ENTNOMMENER TEXT
>>

> Hast du genügend Zeit? // Wie nutzt du freie Zeit?
Zeit ist ein Phänomen, das mich permanent beschäftigt.
Denn ich begreife Zeit nicht als ein Ding, das man „haben“ kann,
sondern als mein Leben, das ich Zeit meines Lebens
mal heller mal dunkler erlebe.
Andererseits verfolgt mich immer wieder das Gefühl von Zeitdruck oder –not.
Also arbeite ich daran, eine Selbstdisziplin zu entwickeln und zu leben,
welche mir die Bewegung zwischen Spannung und Entspannung erlaubt
und die Extreme des Gehetztseins und der Langeweile ausspart.
Dabei sehe ich in zwei Momenten die Chance, mir „Zeit zu erschließen“:
in der Auseinandersetzung mit meinen Lebensumständen
und dem Bemühen, sie im Rahmen des momentan Möglichen
aktiv zu gestalten – indem ich Veränderungen in der Außenwelt
vornehme oder meine Einstellung den Umständen anpasse.
Das beginnt mit Kleinigkeiten: Fernsehkonsum gen Null reduzieren,
Konzentration auf die für mich wesentlichen Informationen,
den Einsatz des Mobiltelefons beschränken,
statt mich selbst und meine Umwelt einer zu flexiblen
also ungewissen Terminierung auszusetzen.
Die Frage des „Broterwerbs“ ist in diesem Zusammenhang
für mich von besonderer Bedeutung:
Solange ich der Notwendigkeit unterworfen bin, Geld zu verdienen
(in früher Zeit oder an einem anderen Ort: pflügen, säen, ernten...),
bin ich dankbar, dies zu können: körperlich, geistig und aufgrund
von Menschen, die mir und meiner Leistung vertrauen.

<<

GESTELLTE AUFGABE
Setze den Text über den Umgang mit Zeit im Anschluss an seinen letzten Satz fort.

BEREITGESTELLTE DATEN
>>

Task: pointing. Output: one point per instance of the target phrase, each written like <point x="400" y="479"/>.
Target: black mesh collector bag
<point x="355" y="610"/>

<<

LÖSUNG DER AUFGABE
Gleichzeitig finde ich mich mit keiner Tätigkeit auf die Dauer ab,
die zwar bequem und profitabel den Magen füllt,
jedoch meine Wertvorstellungen, mein Wohlbefinden und
damit meinen Einsatzwillen untergräbt.
In diesem Sinne unterscheide ich auch nicht zwischen
Freizeit und Arbeitszeit, da beide Bereiche alle Potentiale
positiven und negativen Zeit-Lebens-Empfindens in sich bergen.
Meine Emotionen prägen also mein „Zeitgefühl“:
Phasen der beruflichen oder privaten Beanspruchung
können ebenso befriedigend wie frustrierend sein,
also zeitfüllend oder zeitraubend wirken.
Als „freie Zeit“ empfinde ich Phasen der Ausgewogenheit
zwischen inneren Bedürfnissen und äußeren Anforderungen,
zwischen beruflicher/künstlerischer und privater Sphäre,
die sich in vielen Bereichen überschneiden.
„Freie Zeit“ empfinde ich ebenso in Momenten der Zeitlosigkeit:
wenn Worte von alleine fließen,
wenn Gedanken schweigen,
wenn mich Lachen schüttelt.
> Wie wirkt freie Zeit auf deine künstlerische Arbeit?
> // Lev Manovich konstatiert in einem neueren Text,
> dass im Zentrum der Kunst seit Ende der 1960er das
> Konzept und nicht mehr das Medium oder die Technik
> steht (und er rechnet die Software Art daher dem Kunsthandwerk zu).
> D.h. Kunst wäre, so verstanden, im reinsten Sinne der
> vita contemplativa zuzuordnen und demzufolge ein (letzter)
> Gegenentwurf zum aktiven Totalspektakel des Globalkapitalismus.
> Wie siehst du das?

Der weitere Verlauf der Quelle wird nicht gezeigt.